Natural-language object grounding data:
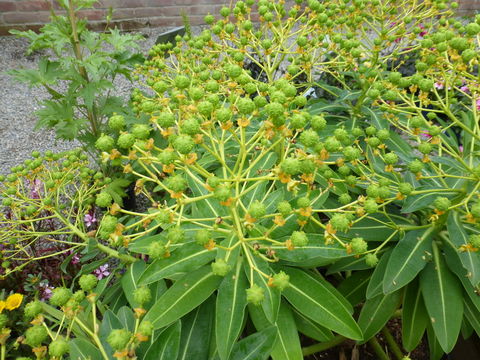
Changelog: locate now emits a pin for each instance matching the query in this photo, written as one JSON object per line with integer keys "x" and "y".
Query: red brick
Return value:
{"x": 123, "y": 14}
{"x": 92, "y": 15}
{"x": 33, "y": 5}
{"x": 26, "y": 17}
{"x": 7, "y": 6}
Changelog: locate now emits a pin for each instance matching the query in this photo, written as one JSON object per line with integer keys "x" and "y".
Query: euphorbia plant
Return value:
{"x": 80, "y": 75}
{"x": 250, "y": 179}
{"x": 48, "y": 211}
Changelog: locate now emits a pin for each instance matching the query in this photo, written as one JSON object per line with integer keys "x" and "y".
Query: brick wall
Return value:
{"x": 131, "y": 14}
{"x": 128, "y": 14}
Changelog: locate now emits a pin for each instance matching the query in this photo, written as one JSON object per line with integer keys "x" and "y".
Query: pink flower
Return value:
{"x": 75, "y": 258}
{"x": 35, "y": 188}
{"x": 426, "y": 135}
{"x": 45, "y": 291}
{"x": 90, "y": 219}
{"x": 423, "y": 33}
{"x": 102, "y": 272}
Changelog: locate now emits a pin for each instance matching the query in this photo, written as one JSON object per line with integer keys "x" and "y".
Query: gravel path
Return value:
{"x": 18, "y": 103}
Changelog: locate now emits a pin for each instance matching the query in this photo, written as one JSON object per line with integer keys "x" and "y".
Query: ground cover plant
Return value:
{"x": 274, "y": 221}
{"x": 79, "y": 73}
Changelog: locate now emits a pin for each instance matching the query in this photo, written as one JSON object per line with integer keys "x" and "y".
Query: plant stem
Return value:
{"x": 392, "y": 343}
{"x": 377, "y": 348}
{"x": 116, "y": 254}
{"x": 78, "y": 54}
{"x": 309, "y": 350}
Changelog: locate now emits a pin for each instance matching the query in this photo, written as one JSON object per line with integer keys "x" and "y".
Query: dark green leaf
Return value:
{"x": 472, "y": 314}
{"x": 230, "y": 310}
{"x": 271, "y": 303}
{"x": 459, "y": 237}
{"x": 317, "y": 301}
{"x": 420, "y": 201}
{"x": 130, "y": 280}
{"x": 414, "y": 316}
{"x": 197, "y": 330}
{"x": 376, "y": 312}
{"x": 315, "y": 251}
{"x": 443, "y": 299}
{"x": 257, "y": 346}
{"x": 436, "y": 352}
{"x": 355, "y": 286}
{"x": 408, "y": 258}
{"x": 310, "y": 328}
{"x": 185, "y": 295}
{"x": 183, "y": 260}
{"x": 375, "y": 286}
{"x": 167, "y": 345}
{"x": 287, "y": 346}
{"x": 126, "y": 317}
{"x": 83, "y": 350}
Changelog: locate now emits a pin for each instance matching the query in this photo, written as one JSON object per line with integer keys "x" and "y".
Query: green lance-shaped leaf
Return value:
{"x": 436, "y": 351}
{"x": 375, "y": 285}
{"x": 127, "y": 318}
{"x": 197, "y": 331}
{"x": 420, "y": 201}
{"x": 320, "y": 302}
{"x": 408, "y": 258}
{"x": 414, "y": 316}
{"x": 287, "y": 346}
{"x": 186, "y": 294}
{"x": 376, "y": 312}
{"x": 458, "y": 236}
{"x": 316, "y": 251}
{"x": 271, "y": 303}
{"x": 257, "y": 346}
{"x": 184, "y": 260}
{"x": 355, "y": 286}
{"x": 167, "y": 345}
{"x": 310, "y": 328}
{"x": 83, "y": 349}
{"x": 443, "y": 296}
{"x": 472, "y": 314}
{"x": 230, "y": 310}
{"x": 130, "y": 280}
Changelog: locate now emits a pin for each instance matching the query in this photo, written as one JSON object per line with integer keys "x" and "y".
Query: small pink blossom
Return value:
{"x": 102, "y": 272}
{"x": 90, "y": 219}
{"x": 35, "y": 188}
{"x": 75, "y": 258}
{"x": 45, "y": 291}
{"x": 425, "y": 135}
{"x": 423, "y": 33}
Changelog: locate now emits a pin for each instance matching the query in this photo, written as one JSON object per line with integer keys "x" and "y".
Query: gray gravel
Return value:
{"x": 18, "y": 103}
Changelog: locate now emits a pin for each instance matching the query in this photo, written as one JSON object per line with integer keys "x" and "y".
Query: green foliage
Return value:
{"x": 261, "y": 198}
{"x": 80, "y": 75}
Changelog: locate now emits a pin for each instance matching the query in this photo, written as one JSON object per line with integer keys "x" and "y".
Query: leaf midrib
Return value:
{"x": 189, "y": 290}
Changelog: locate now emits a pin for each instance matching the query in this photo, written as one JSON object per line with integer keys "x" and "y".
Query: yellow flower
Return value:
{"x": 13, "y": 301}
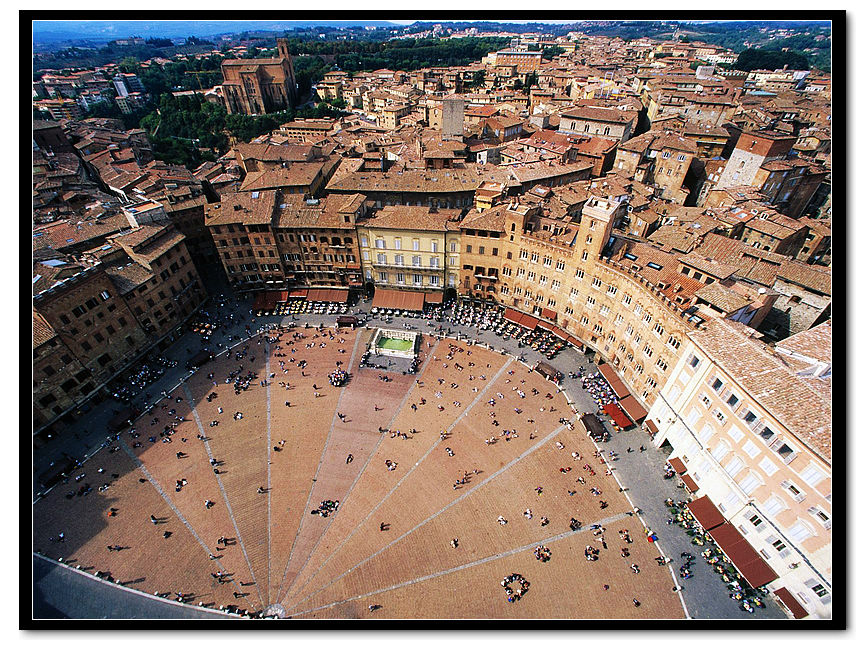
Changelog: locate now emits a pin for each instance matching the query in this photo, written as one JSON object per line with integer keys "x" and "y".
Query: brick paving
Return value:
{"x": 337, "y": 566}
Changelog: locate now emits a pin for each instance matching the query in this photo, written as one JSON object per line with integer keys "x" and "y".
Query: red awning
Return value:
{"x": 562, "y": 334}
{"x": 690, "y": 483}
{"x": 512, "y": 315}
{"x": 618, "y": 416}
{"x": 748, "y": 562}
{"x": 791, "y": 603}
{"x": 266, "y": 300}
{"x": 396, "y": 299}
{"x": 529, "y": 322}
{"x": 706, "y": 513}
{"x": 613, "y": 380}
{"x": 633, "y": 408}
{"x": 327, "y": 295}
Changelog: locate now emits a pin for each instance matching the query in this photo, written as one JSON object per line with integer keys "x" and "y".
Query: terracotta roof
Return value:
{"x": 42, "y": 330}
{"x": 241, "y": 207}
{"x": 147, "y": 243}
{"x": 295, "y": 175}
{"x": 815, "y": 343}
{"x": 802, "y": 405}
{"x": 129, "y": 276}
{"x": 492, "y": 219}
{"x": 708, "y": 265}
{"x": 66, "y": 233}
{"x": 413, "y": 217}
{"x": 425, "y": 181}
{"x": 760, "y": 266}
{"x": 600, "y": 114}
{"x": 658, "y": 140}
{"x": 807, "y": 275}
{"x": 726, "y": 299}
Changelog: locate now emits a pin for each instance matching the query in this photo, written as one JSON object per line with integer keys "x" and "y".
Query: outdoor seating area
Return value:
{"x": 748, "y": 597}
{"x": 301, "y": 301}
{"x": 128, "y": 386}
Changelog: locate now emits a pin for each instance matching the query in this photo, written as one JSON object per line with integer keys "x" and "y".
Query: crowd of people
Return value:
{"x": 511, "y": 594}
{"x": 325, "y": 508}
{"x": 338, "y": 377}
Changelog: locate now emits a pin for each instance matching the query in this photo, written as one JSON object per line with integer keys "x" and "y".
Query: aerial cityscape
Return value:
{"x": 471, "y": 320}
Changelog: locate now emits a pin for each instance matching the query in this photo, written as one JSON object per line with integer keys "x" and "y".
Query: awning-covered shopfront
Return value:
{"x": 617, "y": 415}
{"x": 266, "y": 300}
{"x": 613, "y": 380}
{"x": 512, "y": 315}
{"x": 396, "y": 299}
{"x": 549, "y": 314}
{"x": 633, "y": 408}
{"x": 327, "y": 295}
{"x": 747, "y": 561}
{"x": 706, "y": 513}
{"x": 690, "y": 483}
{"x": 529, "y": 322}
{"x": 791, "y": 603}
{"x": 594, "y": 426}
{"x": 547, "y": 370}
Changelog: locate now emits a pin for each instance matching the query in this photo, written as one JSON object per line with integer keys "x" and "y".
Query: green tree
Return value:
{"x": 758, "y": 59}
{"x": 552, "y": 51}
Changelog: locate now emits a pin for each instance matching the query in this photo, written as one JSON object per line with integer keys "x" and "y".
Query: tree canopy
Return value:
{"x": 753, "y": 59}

— What you need to do —
Check each line of the data above for the string "green", and copy the ones that have it.

— Output —
Query: dark green leaf
Query: green lance-shaped leaf
Query: green foliage
Query: green tree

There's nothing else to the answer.